* [WHAT YOU NEED TO DO] Extract the text of each entry below exactly, leaving every image behind.

* [MATERIALS PROVIDED]
%%

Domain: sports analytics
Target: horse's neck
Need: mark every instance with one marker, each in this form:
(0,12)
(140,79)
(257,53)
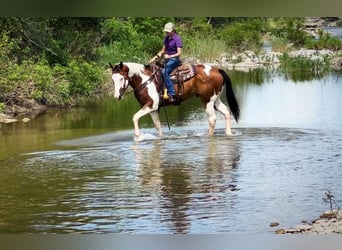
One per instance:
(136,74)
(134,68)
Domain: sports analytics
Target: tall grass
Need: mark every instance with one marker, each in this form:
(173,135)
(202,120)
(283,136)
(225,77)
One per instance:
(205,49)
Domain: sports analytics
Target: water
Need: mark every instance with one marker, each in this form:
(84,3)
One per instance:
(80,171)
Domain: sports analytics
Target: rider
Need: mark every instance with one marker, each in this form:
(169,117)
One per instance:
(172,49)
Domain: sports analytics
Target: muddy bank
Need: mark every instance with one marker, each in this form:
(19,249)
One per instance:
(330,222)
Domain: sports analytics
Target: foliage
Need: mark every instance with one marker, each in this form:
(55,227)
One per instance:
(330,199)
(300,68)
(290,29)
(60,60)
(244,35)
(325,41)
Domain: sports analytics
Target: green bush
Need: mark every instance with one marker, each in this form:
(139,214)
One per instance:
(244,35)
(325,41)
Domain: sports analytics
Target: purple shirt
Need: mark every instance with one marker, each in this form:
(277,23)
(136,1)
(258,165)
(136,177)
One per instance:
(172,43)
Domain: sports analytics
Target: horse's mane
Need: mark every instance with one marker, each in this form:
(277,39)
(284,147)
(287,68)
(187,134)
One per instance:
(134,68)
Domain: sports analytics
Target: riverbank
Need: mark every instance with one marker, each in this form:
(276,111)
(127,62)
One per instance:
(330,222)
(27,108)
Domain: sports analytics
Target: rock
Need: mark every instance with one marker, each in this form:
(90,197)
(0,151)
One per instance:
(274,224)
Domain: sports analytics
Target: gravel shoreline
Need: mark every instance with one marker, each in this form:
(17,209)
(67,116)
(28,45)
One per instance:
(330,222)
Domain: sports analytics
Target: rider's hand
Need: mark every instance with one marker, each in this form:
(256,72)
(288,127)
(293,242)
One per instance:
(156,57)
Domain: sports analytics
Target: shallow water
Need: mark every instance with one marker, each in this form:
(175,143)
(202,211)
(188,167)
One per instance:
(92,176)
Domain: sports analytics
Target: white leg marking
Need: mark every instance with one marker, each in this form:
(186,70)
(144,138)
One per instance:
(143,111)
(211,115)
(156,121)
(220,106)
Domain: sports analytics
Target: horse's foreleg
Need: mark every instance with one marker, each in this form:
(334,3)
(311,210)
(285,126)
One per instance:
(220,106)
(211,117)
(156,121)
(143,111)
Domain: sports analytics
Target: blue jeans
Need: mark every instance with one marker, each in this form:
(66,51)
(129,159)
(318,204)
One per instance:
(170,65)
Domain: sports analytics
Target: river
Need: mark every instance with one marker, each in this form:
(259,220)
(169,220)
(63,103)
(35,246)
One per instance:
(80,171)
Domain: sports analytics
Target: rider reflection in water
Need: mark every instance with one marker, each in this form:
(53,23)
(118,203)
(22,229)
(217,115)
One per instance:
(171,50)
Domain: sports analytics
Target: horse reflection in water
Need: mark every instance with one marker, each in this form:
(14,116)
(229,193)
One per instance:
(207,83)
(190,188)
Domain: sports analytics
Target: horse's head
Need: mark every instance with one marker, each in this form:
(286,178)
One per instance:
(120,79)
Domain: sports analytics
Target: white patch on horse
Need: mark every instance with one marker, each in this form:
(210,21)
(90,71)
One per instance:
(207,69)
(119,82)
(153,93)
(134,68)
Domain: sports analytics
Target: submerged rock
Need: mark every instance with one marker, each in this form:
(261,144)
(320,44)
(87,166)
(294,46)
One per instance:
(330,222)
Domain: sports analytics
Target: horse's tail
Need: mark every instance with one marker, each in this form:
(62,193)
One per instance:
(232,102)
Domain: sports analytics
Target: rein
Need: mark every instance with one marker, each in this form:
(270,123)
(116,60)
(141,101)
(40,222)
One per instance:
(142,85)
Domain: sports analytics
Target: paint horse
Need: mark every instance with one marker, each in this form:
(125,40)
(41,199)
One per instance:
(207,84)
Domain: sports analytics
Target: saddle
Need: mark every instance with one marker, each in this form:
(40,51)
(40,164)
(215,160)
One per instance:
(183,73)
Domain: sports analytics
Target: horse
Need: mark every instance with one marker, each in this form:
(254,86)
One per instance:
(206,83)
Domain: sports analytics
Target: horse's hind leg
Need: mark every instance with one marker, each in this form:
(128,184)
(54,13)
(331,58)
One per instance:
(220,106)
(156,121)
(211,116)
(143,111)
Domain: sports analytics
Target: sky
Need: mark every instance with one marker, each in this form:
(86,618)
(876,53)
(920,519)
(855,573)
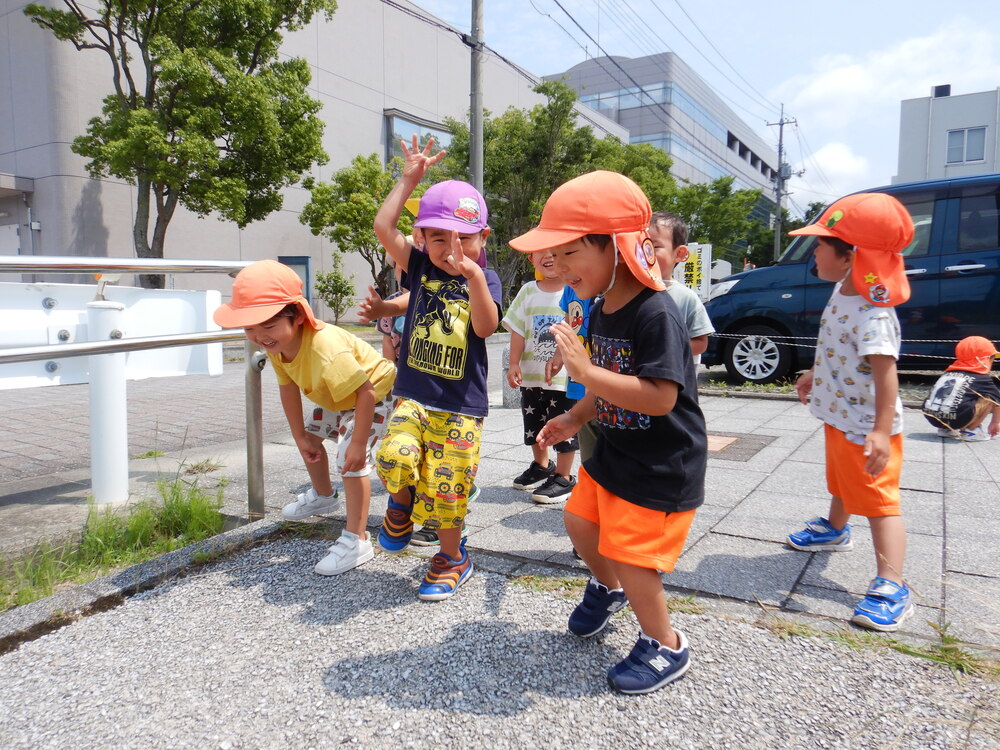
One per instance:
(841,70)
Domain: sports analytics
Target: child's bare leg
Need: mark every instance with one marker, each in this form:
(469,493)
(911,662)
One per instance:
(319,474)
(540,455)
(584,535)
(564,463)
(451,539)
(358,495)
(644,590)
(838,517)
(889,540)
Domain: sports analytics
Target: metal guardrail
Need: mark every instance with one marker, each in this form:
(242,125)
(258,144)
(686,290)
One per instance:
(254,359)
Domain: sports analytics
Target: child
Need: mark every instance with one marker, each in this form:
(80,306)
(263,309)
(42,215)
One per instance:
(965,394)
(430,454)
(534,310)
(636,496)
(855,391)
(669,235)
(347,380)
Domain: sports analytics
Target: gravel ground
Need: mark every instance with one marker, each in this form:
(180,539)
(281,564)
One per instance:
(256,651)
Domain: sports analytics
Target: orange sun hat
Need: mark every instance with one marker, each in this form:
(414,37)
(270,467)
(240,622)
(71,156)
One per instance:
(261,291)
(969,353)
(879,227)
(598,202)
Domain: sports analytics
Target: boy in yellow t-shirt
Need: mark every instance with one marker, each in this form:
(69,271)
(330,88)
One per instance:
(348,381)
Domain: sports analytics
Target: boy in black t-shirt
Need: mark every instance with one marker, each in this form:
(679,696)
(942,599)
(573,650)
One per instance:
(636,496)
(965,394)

%%

* [ANSWER TO THIS PROBLEM]
Domain: sports analytics
Target: horse's neck
Need: mark every instance with one marker, each in this form:
(0,12)
(140,79)
(257,53)
One per instance:
(136,74)
(134,68)
Domain: sports analytics
Target: tall grass
Need: mark every instance with one marker, each in this form:
(173,135)
(202,120)
(283,136)
(225,77)
One per instance:
(205,49)
Domain: sports analytics
Target: water
Need: mark every instance with one marker, each in this form:
(84,3)
One per instance:
(80,171)
Domain: sports analytics
Target: rider
Need: mark every instance with one marker, each in this form:
(169,117)
One per instance:
(172,49)
Domain: sports analytics
Target: muddy bank
Need: mark every instance with one marker, each in this form:
(19,249)
One per instance:
(330,222)
Domain: sports analytics
Target: foliage
Need: mark every instance with one marker, each in this form:
(55,227)
One per instance:
(330,199)
(300,68)
(290,29)
(60,60)
(244,35)
(325,41)
Domain: sports analytics
Target: green bush
Need: mark every instance with one marker, each in this form:
(139,214)
One per instance:
(244,35)
(325,41)
Domain: sports analytics
Target: purple shirt
Need: mark every instance with one marker, each in this form:
(277,23)
(136,1)
(258,165)
(136,177)
One per instance:
(172,43)
Domain: sports analytics
Target: horse's mane
Need: mark every instance with one marker, each in this form:
(277,39)
(284,147)
(287,68)
(187,134)
One per instance:
(134,68)
Domain: sports analytics
Target: riverbank
Need: mark every instance with one marker, each in this form:
(276,111)
(127,62)
One per instance:
(330,222)
(27,108)
Domain: sports analytics
Target: rock
Need: mark every instance with one marker, each in this form:
(90,197)
(0,151)
One per instance:
(274,224)
Domain: sports analytics
Target: gravel shoreline
Need: mark every instance with one marker, each in this form:
(17,209)
(67,116)
(28,45)
One per instance:
(330,222)
Domain: sports analytics
Target: rider's hand
Need: mark every instance with one marker, each in this form:
(256,72)
(288,127)
(293,242)
One per instance:
(156,57)
Domain: sports analytics
Target: shallow water
Need: mark every instance with one marker, each in this form:
(175,143)
(202,211)
(188,167)
One per instance:
(92,176)
Domain: sports analytics
Target: white leg marking
Need: mark every instance with one marker, each in this form:
(186,70)
(144,138)
One per instance:
(143,111)
(211,115)
(156,121)
(220,106)
Domain: sports analytics
Target: horse's foreleg
Need: mark every instance with one marker, each in this form:
(334,3)
(311,210)
(285,126)
One per instance:
(220,106)
(211,117)
(156,121)
(143,111)
Domain: sports analytics
Target: blue jeans
Need: mark every instance with one marker, each in this form:
(66,51)
(129,159)
(318,204)
One per instance:
(170,65)
Domain: sports analytics
Target: river
Need: mark every instance with one marker, each in this form:
(259,220)
(169,220)
(63,103)
(35,246)
One per instance:
(80,171)
Domain: sports analytics
Target: rider reflection in water
Need: mark every instance with one marker, each in this form:
(53,23)
(118,203)
(22,229)
(217,115)
One per instance:
(171,50)
Domain: sports analytics
Target: horse reflection in water
Need: mark every instance with one marker, each in this form:
(14,116)
(229,193)
One per instance:
(207,83)
(190,188)
Domain: sports analytics
Target: horse's head
Need: mark every instance with one marker, each in this form:
(286,178)
One per instance:
(120,79)
Domain: sports analytics
Target: white patch on horse
Need: mark every instance with one marker, each in this form:
(210,21)
(90,71)
One per instance:
(207,69)
(119,82)
(153,93)
(134,68)
Domain: sports analytics
Target: submerged rock
Need: mark every instance with one marker, each in this form:
(261,144)
(320,44)
(87,166)
(294,46)
One per instance:
(330,222)
Domain: sports analytics
Target: horse's tail
Need: mark every instance with one marker, each in this form:
(62,193)
One per instance:
(232,102)
Domain: sports analytics
Target: rein
Need: mark every instance with one marker, each in this form:
(270,123)
(116,60)
(141,101)
(40,222)
One per instance:
(142,85)
Domain: sports analytics
Target: paint horse
Need: mark every instance with one marker, each in this form:
(125,40)
(41,199)
One per instance:
(207,84)
Domain: sports analytics
Target: saddle
Need: mark every instance with one marker, each in this form:
(40,51)
(40,164)
(215,160)
One per instance:
(183,73)
Domain: sports analytics
Target: horse
Need: mark every instance with one marker, each in this form:
(254,86)
One per instance:
(206,83)
Domain: sports analytics
Target: horse's hind leg
Need: mark every instance with one marker, each in this form:
(128,184)
(54,13)
(331,58)
One per instance:
(220,106)
(156,121)
(211,116)
(143,111)
Domain: sports analytics
Target: sky
Need: mark every instance with one marker, each in this form:
(86,618)
(876,53)
(920,519)
(855,573)
One per instance:
(841,70)
Domain: sports analytics
Target: child's bare leg
Need: mark every instance with one marker, each in this form:
(469,493)
(911,662)
One per instance:
(319,474)
(540,455)
(584,535)
(564,463)
(451,539)
(358,495)
(644,590)
(838,517)
(889,540)
Domain: sports analytics
Target: metal guardrail
Need: mark every instance with one marker, each in this form:
(242,125)
(258,144)
(686,290)
One per instance:
(254,359)
Domain: sports analytics
Target: child
Need: mark every instance with one marker, each in this form:
(80,306)
(263,309)
(42,215)
One per instance:
(965,394)
(430,454)
(534,310)
(636,496)
(855,391)
(669,235)
(347,380)
Domain: sports analytics
Target: gravel ground
Need: mark every instance with one marker, each in this form:
(180,539)
(281,564)
One per instance:
(256,651)
Domain: sports analytics
Target: orange sun hat
Need: mark every instance with one marker, each in this form:
(414,37)
(270,467)
(240,622)
(71,156)
One per instance:
(261,291)
(969,353)
(879,227)
(598,202)
Domain: sports analytics
Target: boy in yellow t-shirt
Need: mark every instance with one marker, each in this form:
(69,271)
(330,88)
One per instance:
(348,381)
Domain: sports analytics
Target: boy in black t-shirt
Need: mark every instance with one marker, each in this form:
(679,696)
(942,599)
(573,650)
One per instance:
(636,496)
(965,394)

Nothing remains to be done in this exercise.